══ SELECTION ══

SqlBulkCopy has a WriteToServer overload that accepts an IDataReader instead of an entire DataTable.
CsvHelper can CSV files using a StreamReader as an input. It provides CsvDataReader as an IDataReader implementation on top of the CSV data. This allows reading directly from the input stream and writing to SqlBulkCopy.
The following method will read from an IFormFile, parse the stream using CsvHelper and use the CSV's fields to configure a SqlBulkCopy instance :
public async Task ToTable(IFormFile file, string table)
{
using (var stream = file.OpenReadStream())
using (var tx = new StreamReader(stream))
using (var reader = new CsvReader(tx))
using (var rd = new CsvDataReader(reader))
{
var headers = reader.Context.HeaderRecord;
var bcp = new SqlBulkCopy(_connection)
{
DestinationTableName = table
};
//Assume the file headers and table fields have the same names
foreach(var header in headers)

═══

*OBJECTIVES*.
1. Answer these questions about the SqlBulkCopy passage.
(a) What does the WriteToServer overload accept instead of an entire DataTable?
(b) Which CsvHelper class serves as an IDataReader implementation over the CSV data?
(c) What value does the method assign to DestinationTableName?
2. Continue the SqlBulkCopy passage, starting right after its final line of code.

══ LISTED ENTRIES ══

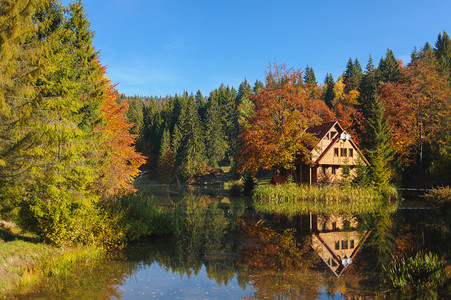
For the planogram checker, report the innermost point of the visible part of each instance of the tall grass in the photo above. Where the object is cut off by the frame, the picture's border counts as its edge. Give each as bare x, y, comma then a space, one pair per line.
419, 276
292, 199
58, 265
138, 216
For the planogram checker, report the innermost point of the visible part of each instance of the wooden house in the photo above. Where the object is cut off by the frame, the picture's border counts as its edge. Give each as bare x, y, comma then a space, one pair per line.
335, 149
336, 241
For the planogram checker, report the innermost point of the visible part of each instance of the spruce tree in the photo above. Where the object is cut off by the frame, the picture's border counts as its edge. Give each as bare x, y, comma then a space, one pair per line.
389, 70
216, 143
380, 151
190, 159
368, 88
257, 86
443, 53
329, 94
352, 75
309, 76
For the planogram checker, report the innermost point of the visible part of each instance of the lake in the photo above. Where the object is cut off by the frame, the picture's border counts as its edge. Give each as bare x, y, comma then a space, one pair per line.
223, 249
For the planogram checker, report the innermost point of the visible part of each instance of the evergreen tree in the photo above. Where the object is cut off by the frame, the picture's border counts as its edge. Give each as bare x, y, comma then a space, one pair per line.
352, 75
257, 86
190, 158
58, 203
309, 76
443, 53
329, 93
379, 146
244, 91
135, 114
21, 64
165, 158
244, 103
389, 70
216, 144
368, 88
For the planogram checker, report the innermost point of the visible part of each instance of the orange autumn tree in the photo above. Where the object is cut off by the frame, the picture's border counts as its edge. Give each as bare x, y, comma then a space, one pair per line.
122, 162
419, 109
276, 129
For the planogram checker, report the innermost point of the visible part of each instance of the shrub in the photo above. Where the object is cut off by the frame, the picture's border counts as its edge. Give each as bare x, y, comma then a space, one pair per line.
441, 196
292, 199
139, 216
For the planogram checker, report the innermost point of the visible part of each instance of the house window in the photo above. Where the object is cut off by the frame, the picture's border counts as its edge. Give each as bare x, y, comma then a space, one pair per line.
344, 152
334, 170
344, 244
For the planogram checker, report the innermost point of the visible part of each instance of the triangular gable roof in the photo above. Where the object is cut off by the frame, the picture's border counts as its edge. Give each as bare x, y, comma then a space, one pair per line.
321, 130
341, 268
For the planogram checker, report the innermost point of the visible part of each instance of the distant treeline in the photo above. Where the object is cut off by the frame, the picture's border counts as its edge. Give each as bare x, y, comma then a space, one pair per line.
402, 112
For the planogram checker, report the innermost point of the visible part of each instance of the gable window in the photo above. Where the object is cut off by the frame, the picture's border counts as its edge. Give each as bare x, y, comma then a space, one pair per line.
344, 152
334, 169
344, 244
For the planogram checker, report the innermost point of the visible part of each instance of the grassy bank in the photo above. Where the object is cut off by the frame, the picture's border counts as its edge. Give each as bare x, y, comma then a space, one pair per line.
292, 199
25, 261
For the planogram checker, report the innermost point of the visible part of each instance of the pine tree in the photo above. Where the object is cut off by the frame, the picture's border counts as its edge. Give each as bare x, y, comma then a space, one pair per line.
352, 75
166, 157
190, 159
329, 94
443, 53
379, 146
309, 76
257, 86
389, 70
216, 144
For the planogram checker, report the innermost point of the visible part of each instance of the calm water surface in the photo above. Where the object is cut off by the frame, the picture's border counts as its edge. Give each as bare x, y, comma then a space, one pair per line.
224, 250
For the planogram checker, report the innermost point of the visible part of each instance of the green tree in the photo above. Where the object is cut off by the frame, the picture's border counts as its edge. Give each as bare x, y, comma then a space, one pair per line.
329, 94
58, 203
352, 75
443, 53
215, 139
389, 70
309, 76
190, 159
379, 146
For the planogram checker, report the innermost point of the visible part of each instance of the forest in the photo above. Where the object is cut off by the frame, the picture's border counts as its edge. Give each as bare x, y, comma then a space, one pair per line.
71, 145
398, 113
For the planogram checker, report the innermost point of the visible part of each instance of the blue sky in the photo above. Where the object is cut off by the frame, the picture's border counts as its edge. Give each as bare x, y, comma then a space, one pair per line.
159, 48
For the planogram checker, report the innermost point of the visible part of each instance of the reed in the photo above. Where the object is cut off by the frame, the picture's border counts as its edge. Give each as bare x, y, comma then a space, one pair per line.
292, 199
418, 276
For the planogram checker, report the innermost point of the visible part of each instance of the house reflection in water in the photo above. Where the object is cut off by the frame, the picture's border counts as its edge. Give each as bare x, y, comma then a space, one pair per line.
336, 240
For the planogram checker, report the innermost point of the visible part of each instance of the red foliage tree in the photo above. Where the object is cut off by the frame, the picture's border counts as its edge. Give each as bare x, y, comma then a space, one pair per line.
121, 162
419, 108
276, 130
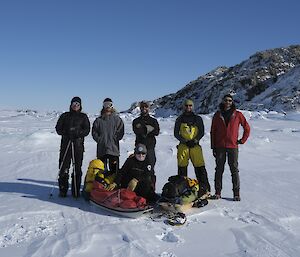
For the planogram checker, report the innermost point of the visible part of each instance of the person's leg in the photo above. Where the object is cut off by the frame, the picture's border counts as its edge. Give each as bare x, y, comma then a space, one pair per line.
233, 165
104, 159
200, 170
182, 159
220, 163
151, 157
76, 180
113, 163
64, 163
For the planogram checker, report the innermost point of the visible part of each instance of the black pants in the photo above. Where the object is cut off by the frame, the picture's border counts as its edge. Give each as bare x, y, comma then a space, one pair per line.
110, 162
151, 157
63, 179
232, 155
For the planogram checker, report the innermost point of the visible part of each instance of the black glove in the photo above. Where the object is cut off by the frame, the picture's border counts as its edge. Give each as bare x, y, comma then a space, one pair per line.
214, 152
74, 133
191, 143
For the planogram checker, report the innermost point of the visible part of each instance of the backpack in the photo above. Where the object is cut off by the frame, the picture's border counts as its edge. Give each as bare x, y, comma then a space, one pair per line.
175, 187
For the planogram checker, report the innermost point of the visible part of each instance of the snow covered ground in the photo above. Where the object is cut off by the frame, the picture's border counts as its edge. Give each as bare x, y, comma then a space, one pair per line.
265, 223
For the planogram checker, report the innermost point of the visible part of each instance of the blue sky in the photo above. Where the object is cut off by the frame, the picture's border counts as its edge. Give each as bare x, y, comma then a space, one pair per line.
128, 50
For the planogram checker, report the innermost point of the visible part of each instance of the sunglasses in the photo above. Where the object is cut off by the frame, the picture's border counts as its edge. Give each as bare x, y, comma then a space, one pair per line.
141, 153
75, 104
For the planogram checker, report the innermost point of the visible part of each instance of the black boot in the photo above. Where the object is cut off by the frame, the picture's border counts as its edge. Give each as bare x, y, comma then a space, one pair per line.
201, 175
76, 190
182, 171
63, 182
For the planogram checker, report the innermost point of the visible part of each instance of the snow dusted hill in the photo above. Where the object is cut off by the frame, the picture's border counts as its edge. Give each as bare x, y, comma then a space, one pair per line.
265, 223
252, 82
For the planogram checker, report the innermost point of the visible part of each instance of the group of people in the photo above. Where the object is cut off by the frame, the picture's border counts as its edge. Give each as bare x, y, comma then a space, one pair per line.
137, 173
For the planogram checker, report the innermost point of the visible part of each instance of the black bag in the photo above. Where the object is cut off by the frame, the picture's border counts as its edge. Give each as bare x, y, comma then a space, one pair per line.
176, 187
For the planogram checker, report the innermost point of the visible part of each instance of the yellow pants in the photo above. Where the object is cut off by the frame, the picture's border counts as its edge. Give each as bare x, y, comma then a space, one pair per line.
195, 154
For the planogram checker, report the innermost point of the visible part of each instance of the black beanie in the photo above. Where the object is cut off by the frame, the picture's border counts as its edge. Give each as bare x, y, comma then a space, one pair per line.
107, 100
76, 99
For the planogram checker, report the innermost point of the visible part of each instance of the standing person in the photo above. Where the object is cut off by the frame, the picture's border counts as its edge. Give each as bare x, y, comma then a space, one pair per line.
107, 131
136, 174
189, 129
146, 128
224, 141
73, 126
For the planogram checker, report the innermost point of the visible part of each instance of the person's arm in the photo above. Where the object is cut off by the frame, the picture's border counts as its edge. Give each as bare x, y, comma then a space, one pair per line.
60, 129
246, 127
120, 129
177, 130
139, 127
200, 125
86, 127
95, 131
155, 125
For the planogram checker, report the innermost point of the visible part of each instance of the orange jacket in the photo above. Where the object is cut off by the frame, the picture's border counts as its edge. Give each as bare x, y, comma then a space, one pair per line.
227, 137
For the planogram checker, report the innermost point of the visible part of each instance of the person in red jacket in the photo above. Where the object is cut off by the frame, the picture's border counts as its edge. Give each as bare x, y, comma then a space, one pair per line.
224, 142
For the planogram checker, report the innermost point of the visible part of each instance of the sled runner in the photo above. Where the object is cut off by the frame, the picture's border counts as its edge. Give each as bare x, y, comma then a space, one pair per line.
127, 213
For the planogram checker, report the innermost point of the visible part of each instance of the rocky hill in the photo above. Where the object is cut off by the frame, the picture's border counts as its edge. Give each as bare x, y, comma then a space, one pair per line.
267, 80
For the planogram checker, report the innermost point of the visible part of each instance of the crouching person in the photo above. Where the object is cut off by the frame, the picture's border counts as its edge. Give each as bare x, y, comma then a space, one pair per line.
96, 172
137, 175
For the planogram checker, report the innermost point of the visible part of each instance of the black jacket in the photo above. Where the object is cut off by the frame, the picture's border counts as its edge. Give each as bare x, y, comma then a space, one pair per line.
73, 125
139, 126
191, 119
132, 168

═══

*ANSWERS TO THE TASKS*.
1.
(a) An IDataReader.
(b) CsvDataReader.
(c) The method's table parameter.

2.
{
bcp.ColumnMappings.Add(header, header);
}
await bcp.WriteToServerAsync(rd);
}
}
This way nothing is ever written to a temp table or cached in memory. The uploaded files are parsed and written to the database directly.
In addition to #Panagiotis's answer, why don't you interleave your file processing with the file upload? Wrap up your file processing logic in an async method and change the loop to a Parallel.Foreach and process each file as it arrives instead of waiting for all of them?
private static readonly object listLock = new Object(); // only once at class level
List<string> fileLocations = new List<string>();
Parallel.ForEach(files, (formFile) =>
{
filePath = Path.GetTempFileName();
if (formFile.Length > 0)
{
using (var stream = new FileStream(filePath, FileMode.Create))
{
await formFile.CopyToAsync(stream);
}
await ProcessFileInToDbAsync(filePath);
}
// Added lock for thread safety of the List
lock (listLock)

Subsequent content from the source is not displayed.